(Region labeling records)

* * * * *

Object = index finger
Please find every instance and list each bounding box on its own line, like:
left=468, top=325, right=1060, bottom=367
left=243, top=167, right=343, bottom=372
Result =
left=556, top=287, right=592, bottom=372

* * * * *

### Stated problem
Rewrite all of the material above as a numbered list with one line per entry, omitting any blank lines.

### Written answer
1. Object = index finger
2. Please find every instance and list each bounding box on its own line, like:
3. left=468, top=325, right=1060, bottom=367
4. left=243, top=167, right=343, bottom=372
5. Result =
6. left=556, top=287, right=592, bottom=372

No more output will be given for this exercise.